* **PROMPT**: Quote the records below in full, exactly as given, with the images taken out.

━━ RECORDED INFORMATION ━━

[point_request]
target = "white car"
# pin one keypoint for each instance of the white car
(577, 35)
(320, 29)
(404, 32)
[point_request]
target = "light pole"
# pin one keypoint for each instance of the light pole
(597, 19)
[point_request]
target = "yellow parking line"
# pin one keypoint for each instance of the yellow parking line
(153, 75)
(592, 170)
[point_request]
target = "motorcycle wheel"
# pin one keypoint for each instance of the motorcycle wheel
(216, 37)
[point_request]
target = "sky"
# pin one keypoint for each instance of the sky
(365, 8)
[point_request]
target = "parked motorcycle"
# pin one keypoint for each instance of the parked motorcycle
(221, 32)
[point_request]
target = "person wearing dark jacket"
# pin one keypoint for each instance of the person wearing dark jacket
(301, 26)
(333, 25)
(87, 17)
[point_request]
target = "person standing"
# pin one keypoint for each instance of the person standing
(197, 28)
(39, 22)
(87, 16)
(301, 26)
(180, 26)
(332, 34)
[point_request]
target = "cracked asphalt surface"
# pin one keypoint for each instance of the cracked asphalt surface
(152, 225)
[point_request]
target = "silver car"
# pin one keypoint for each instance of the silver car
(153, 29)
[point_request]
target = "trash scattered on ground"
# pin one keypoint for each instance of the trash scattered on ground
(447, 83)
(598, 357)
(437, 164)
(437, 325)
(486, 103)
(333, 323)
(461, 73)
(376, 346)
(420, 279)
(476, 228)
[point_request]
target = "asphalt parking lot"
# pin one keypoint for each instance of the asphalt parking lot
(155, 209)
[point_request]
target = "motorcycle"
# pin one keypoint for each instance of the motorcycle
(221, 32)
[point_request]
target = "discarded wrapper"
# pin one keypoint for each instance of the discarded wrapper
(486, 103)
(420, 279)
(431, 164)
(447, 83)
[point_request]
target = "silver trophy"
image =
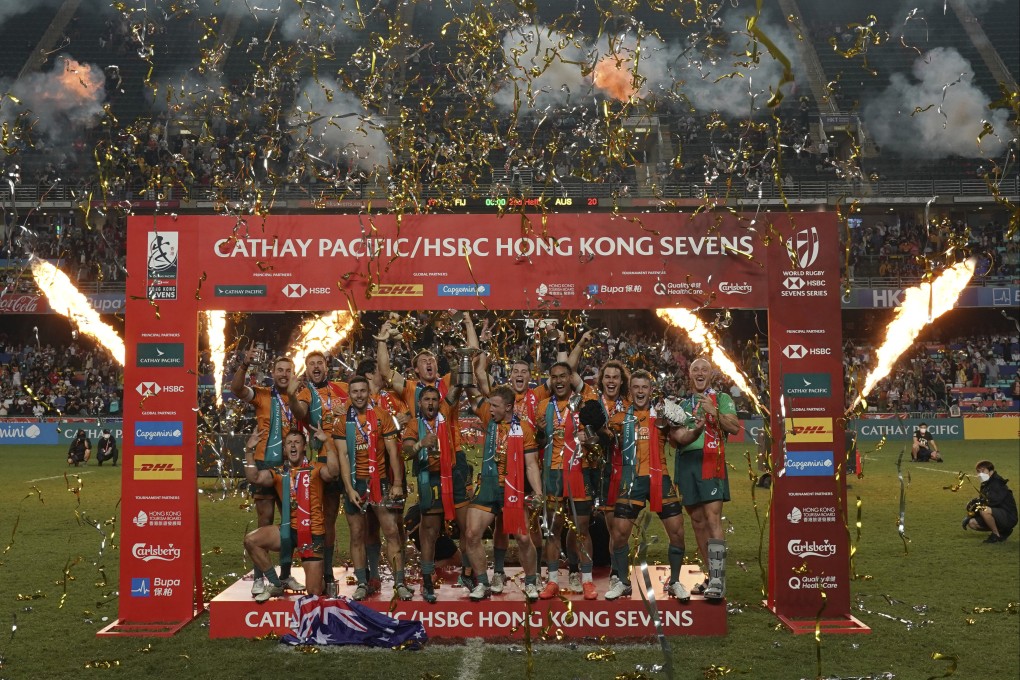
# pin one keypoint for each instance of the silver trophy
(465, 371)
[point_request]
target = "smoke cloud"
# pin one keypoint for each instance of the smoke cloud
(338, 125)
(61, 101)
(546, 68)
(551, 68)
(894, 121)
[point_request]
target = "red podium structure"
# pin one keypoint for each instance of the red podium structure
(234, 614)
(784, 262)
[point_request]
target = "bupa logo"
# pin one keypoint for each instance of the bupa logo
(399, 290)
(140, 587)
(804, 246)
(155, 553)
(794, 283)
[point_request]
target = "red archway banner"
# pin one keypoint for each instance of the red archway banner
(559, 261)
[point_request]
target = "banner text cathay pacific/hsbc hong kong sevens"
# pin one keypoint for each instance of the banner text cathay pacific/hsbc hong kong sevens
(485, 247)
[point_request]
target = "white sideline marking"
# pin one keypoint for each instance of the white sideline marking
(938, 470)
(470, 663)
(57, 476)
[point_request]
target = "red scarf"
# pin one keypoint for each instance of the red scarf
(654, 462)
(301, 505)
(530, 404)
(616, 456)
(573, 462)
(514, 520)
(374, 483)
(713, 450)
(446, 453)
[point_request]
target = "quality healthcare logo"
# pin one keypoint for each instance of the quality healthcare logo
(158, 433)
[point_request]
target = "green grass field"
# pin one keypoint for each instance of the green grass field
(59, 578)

━━━

* **WRITTEN RESPONSE**:
[point_request]
target = "white car"
# pin one keypoint for each instance of the white car
(577, 35)
(320, 29)
(404, 32)
[point_request]
target = "light pole"
# pin one keypoint for each instance of the light pole
(597, 19)
[point_request]
target = "yellow parking line"
# pin one keypoint for each instance of the yellow parking line
(153, 75)
(592, 170)
[point_request]
target = "motorcycle wheel"
# pin one keypoint for each instance of the motorcycle wheel
(216, 37)
[point_request]
target = "sky"
# pin one keypoint for each instance of the sky
(365, 8)
[point_request]
target = "parked motorcycle"
# pin one keypoint for each instance of the parked motorcycle
(221, 32)
[point_request]
target = "person wearing dark jacket"
# pin one keypoint for each instance of the person wearing dark jacket
(301, 26)
(333, 25)
(87, 17)
[point_request]
target = "person standing"
# pin one keypoint for each instance of the person standing
(197, 28)
(39, 22)
(87, 16)
(301, 26)
(180, 26)
(332, 34)
[point_request]
target = "cracked asphalt surface"
# pin one keypoint for each instance of the cracked asphalt surface
(152, 225)
[point_request]
target = "silver car"
# pin one keypoint for each instance of the silver car
(153, 29)
[point_request]
target = "trash scattered on ground"
# pin one keypoint for each instance of the trash scattered on ground
(447, 83)
(598, 357)
(437, 164)
(437, 325)
(486, 103)
(333, 323)
(461, 73)
(376, 346)
(420, 279)
(476, 228)
[point_request]
target = "asphalt parking lot"
# pin one keypoint for each instance of the asphalt parking lot
(155, 209)
[point_request]
target = "motorcycle"
# pin one keypoint for each instance of the motorcycle
(221, 32)
[point_request]
target = "discarded wrapper"
# pin one keypoint for each instance of the discarded wrapper
(486, 103)
(420, 279)
(431, 164)
(447, 83)
[point_request]
target = "silver trophy"
image =
# pin one keypoint for each instance of the silver trophy
(465, 371)
[point_request]
target = "smoke cloud"
# pin one keypoint for each instance of the smoke cloud
(338, 125)
(61, 101)
(546, 68)
(551, 68)
(894, 121)
[point_request]
target = "red podium structure"
# pin one keypoint for each instance of the red podium structure
(234, 614)
(784, 262)
[point_request]
target = "bupa logo"
# pin one keypoint for each instance of the bupa logo
(399, 290)
(140, 587)
(804, 246)
(155, 553)
(794, 283)
[point_request]
target = "red archway banner"
# pin one keypoint for each instance of the red archway banner
(559, 261)
[point_request]
target = "banner text cathay pacific/hsbc hong kong sevens"
# pin one keypoint for each instance of the banner text cathay pacific/hsbc hong kong sevens
(485, 247)
[point_request]
target = "white sideline marking"
# pin one keypoint for each instance of the white sideline marking
(938, 470)
(470, 663)
(57, 476)
[point_request]
target = "red scarf"
# pin one keypoint for each instance of the red scarf
(654, 462)
(301, 505)
(530, 404)
(616, 456)
(573, 462)
(514, 520)
(374, 483)
(713, 450)
(446, 453)
[point_request]
target = "quality healthcare logo"
# pin one keypoint for each instance of the quality healthcare logo
(158, 433)
[point_request]
target = "green grass field"
# pin one keypoint for each instance of the green grass field
(59, 578)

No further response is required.